START Data provided

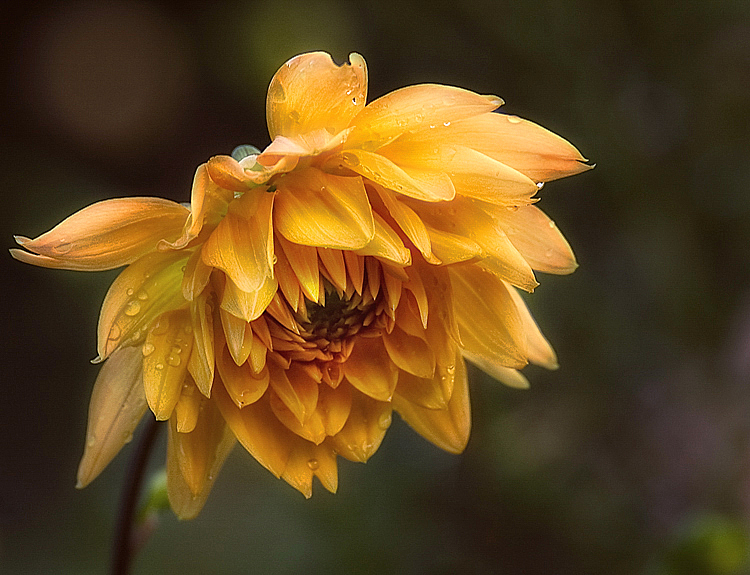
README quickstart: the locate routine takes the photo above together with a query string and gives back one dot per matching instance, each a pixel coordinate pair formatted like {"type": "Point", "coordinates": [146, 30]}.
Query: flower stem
{"type": "Point", "coordinates": [123, 548]}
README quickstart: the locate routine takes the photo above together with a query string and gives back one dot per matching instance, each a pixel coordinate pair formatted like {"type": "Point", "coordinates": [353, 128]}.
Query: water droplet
{"type": "Point", "coordinates": [384, 421]}
{"type": "Point", "coordinates": [350, 159]}
{"type": "Point", "coordinates": [132, 308]}
{"type": "Point", "coordinates": [63, 247]}
{"type": "Point", "coordinates": [114, 333]}
{"type": "Point", "coordinates": [277, 93]}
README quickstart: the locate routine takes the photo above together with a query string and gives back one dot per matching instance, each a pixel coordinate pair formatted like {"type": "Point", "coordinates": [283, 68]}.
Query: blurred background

END Data provided

Directions » Quote exactly and only the lines from the one holding "Query: water droplet" through the end of the data.

Result for this exercise »
Query: water droplet
{"type": "Point", "coordinates": [384, 421]}
{"type": "Point", "coordinates": [350, 159]}
{"type": "Point", "coordinates": [132, 308]}
{"type": "Point", "coordinates": [63, 247]}
{"type": "Point", "coordinates": [114, 333]}
{"type": "Point", "coordinates": [277, 93]}
README quickstart: the locate routine takes the photo above together with a query string and gives back one dot per matching instance, each a pixel coordinate pair formatted like {"type": "Point", "coordinates": [283, 68]}.
Query: blurred background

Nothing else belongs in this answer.